**WHAT YOU WILL DO**
Start at the line below containing "Would you be able to tag each instance of the sky" and stop at the line containing "Target: rock". Repeat every line of that stretch exactly, and nothing outside it.

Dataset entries
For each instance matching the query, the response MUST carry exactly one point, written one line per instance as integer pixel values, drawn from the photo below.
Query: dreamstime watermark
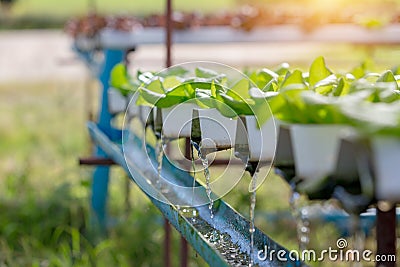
(340, 253)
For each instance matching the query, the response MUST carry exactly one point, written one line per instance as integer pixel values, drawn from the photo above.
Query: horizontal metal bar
(230, 227)
(96, 161)
(332, 33)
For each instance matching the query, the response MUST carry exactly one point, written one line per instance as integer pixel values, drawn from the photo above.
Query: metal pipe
(386, 232)
(168, 40)
(168, 33)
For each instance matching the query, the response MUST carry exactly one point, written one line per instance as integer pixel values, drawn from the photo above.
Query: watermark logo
(340, 253)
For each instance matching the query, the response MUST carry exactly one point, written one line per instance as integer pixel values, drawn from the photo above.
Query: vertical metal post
(168, 62)
(168, 34)
(386, 233)
(101, 173)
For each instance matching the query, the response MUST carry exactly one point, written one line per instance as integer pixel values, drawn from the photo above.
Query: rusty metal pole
(386, 233)
(168, 41)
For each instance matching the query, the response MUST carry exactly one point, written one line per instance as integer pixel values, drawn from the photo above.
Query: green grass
(44, 194)
(34, 14)
(138, 7)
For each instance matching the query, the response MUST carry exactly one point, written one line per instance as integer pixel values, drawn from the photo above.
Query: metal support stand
(386, 234)
(168, 63)
(101, 173)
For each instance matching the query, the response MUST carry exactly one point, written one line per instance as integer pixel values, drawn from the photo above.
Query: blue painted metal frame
(226, 220)
(101, 173)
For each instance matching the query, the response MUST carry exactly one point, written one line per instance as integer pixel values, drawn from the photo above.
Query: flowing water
(302, 220)
(223, 243)
(192, 148)
(358, 237)
(204, 163)
(253, 198)
(160, 146)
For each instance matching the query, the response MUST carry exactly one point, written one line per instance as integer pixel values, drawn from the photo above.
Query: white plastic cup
(217, 131)
(262, 141)
(116, 101)
(315, 149)
(386, 158)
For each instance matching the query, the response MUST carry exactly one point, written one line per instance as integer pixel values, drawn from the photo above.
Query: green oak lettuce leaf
(236, 100)
(120, 79)
(263, 77)
(177, 71)
(373, 118)
(320, 78)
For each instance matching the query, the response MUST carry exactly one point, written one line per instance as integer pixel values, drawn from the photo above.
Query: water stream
(223, 243)
(302, 220)
(253, 198)
(160, 146)
(204, 163)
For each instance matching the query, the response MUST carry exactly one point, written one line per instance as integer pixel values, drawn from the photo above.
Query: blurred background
(47, 94)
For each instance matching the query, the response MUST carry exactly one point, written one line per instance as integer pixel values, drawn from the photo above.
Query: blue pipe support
(227, 222)
(101, 173)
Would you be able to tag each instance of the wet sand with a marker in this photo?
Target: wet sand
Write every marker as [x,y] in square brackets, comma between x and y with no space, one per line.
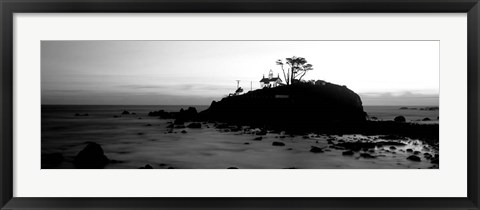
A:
[132,141]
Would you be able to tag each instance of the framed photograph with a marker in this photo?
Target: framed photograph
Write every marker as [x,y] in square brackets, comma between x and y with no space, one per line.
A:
[316,104]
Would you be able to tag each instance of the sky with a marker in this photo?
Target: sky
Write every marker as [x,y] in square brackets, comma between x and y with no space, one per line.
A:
[399,73]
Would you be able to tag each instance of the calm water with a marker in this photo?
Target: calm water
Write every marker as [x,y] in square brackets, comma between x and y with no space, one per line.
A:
[135,140]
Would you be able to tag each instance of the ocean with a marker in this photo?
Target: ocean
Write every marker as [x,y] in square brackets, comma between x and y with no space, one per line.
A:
[133,140]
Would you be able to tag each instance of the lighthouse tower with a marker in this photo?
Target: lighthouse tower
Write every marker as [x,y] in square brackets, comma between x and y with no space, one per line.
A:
[270,74]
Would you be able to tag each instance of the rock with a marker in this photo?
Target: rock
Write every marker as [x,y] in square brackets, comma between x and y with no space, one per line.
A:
[414,158]
[91,157]
[51,160]
[161,113]
[178,122]
[366,156]
[146,167]
[261,133]
[194,125]
[300,104]
[400,119]
[316,149]
[357,145]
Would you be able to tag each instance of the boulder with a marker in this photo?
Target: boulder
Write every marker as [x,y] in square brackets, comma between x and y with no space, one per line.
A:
[316,149]
[146,167]
[300,104]
[258,138]
[91,157]
[51,160]
[367,156]
[194,125]
[414,158]
[400,119]
[277,143]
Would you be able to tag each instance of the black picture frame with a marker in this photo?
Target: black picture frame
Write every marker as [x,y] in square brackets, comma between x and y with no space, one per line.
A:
[9,7]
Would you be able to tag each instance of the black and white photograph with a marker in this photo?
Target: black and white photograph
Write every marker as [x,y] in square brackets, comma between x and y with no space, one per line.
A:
[236,104]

**TASK SOLUTION**
Would you be able to tag each instance of the sky with a marker in this photo?
Target: sky
Write every marker as [x,y] in square brackets, comma between x and y with no space, one per line.
A:
[399,73]
Would you be able to tag each instance of the calm water with a marker in this photo?
Target: calm water
Write every marker as [x,y] in square brackets, comma between x and y with no space, one per line.
A:
[135,140]
Would you be able to tag each instance of the ocean with a marker in this photo?
Target: ocean
Write every marker as [x,y] in square brackets, comma between x and y with no space, one per line.
A:
[133,140]
Would you be able to tag each instance of the lighthouse tower with a marker in this photo?
Target: lighthouse tower
Write every marker as [x,y] in square brackets, comma between x and y with no space, one per line.
A:
[270,74]
Would you be able to tag each instance of the rock with a marker in this photo?
Target: rock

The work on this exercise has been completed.